-- Records for the task start --

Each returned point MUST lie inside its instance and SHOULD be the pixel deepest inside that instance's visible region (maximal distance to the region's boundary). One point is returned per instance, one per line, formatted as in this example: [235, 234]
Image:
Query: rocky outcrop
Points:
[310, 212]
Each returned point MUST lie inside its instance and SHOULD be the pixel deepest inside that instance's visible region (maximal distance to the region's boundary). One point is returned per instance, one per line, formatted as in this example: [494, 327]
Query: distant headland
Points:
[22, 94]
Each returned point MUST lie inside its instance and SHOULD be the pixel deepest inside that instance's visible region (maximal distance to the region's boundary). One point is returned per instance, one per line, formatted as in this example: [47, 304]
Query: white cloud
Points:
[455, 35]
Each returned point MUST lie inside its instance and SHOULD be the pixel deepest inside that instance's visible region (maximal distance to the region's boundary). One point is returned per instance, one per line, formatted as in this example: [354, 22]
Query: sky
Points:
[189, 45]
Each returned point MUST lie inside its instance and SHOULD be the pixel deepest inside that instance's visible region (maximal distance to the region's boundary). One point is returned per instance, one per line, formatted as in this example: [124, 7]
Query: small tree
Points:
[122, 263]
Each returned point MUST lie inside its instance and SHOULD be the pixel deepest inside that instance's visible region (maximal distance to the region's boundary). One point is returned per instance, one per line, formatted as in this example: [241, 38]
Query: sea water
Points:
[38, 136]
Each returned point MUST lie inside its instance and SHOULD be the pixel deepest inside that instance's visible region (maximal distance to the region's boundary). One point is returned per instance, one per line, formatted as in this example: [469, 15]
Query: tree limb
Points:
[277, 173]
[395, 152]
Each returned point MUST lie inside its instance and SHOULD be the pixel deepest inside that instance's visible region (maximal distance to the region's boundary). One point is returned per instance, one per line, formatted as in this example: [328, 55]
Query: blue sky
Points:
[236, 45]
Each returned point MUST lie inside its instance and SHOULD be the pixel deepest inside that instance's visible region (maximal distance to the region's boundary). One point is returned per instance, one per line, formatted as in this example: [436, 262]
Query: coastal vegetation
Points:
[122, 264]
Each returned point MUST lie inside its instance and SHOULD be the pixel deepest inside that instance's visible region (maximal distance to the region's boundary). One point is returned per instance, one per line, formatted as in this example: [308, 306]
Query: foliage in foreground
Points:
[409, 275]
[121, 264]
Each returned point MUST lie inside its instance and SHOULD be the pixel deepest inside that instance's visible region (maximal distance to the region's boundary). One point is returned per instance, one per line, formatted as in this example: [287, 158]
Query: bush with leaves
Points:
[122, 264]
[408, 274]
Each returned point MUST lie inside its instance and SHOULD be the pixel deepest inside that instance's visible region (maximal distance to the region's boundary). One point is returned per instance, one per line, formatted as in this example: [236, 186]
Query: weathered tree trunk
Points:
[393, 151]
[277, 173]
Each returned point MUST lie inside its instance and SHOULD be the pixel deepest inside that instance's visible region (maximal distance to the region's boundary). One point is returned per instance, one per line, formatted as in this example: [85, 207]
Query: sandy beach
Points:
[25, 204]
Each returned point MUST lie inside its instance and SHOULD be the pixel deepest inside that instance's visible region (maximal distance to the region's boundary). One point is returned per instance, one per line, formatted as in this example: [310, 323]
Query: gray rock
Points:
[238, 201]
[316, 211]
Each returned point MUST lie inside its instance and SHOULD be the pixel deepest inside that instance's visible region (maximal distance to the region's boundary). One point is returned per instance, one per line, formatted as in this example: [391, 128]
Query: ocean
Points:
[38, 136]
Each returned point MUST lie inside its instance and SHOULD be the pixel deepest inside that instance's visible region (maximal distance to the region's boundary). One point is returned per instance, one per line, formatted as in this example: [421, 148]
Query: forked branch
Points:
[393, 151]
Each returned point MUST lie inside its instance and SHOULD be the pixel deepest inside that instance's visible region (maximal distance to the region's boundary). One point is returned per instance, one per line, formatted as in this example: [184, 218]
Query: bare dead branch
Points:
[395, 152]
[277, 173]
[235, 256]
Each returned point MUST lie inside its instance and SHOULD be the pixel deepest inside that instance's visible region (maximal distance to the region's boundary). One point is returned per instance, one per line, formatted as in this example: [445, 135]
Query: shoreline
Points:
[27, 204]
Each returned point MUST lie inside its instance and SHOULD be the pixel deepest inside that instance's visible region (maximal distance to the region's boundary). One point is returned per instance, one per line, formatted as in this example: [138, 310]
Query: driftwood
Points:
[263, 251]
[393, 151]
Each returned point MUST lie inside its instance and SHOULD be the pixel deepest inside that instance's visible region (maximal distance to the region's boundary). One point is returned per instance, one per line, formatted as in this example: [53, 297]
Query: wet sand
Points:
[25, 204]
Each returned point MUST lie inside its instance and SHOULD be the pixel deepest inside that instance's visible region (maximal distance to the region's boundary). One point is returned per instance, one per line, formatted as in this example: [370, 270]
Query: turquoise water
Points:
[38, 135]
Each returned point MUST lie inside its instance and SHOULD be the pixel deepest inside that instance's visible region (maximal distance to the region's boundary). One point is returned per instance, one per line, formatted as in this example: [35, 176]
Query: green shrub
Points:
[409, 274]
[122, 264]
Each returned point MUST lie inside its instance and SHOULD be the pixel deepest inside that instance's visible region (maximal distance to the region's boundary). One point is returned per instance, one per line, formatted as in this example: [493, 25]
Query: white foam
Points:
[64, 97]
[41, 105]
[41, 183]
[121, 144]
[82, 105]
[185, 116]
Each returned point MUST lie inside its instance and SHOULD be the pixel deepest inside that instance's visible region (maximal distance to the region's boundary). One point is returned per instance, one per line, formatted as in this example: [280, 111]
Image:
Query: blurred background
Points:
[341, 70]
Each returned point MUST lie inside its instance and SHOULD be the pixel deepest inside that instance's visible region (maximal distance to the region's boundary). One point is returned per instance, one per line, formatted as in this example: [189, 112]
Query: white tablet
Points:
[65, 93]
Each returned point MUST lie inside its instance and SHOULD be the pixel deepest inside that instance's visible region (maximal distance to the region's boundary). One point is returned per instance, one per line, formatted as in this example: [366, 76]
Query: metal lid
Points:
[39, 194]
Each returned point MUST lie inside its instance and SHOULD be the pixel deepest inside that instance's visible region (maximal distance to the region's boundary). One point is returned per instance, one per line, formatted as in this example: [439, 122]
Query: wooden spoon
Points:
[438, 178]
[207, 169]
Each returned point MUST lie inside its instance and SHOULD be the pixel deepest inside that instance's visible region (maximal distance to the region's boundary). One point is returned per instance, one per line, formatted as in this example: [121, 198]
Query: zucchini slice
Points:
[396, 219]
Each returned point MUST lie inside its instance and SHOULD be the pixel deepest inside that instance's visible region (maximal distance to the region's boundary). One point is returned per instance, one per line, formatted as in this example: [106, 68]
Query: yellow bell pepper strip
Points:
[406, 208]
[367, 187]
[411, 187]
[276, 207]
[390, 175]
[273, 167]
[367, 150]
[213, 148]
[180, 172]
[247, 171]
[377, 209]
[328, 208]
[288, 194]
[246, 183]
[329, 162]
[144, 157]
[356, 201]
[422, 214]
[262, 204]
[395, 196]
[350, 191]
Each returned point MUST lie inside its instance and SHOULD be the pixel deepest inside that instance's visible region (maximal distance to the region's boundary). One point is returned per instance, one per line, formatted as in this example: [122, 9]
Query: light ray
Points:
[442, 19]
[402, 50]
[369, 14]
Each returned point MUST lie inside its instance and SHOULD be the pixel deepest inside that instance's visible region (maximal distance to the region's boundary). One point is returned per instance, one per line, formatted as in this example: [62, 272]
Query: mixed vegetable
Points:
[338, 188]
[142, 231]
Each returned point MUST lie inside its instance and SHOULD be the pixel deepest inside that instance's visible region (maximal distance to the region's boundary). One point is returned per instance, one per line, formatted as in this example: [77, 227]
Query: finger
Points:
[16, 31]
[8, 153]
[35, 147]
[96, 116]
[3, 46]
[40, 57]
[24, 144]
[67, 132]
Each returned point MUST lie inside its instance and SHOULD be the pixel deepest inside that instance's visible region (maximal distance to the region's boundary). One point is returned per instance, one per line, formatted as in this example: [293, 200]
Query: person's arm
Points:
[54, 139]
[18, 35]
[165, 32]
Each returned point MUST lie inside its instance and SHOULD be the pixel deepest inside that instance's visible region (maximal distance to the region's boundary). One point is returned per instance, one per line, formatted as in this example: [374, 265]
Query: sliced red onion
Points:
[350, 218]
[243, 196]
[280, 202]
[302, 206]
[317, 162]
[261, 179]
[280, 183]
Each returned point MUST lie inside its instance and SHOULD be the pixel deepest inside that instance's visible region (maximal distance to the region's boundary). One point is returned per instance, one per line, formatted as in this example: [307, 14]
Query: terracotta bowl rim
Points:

-- Records for the task end --

▶ [Short exercise]:
Reproduce precisely the span of lines that begins at the line containing "example: [122, 9]" and ends with the last line of the listing.

▶ [Result of this task]:
Each returned point MUST lie inside its instance and SHOULD be the pixel deepest inside that instance's visible region (maximal distance to the region's boundary). One point is returned per instance, one per line, formatted as in this example: [122, 9]
Query: light ray
Points:
[442, 19]
[402, 50]
[369, 14]
Each returned point MUST lie inside its instance and SHOULD be the pixel deepest inside that instance's visible region (maximal distance to the region's boundary). One point is returned per instance, one per line, formatted as in this example: [62, 272]
Query: mixed vegetable
Points:
[338, 188]
[142, 231]
Each returned point MUST lie inside its instance and SHOULD be the pixel deepest inside that instance's visible region (maximal distance to the region's boundary). One point is returned per instance, one per line, formatted as in this example: [77, 227]
Query: finger
Points:
[16, 31]
[8, 153]
[35, 147]
[96, 116]
[3, 46]
[40, 57]
[24, 144]
[67, 132]
Each returned point MUST lie inside its instance and SHOULD be the pixel deepest inside that instance's visible region (maximal distance to the region's boundary). One point is returned per instance, one per line, formatted as in this example: [293, 200]
Query: person's arm
Points:
[54, 139]
[18, 35]
[165, 32]
Each returned point MUST lie inside its instance and SHOULD be the pixel deepest inside that instance's visible region (maximal distance to the region's boundary). One point is returned per instance, one per line, formatted as in this example: [374, 265]
Query: sliced red onion
Points:
[350, 218]
[243, 196]
[280, 202]
[302, 206]
[317, 162]
[261, 179]
[280, 183]
Each returned point MUST lie inside its instance and SHOULD be the pixel deepest inside that instance's visible region (maximal distance to the region's boundary). One point is returned per instance, one per line, formatted as in this example: [307, 14]
Query: terracotta bowl rim
Points:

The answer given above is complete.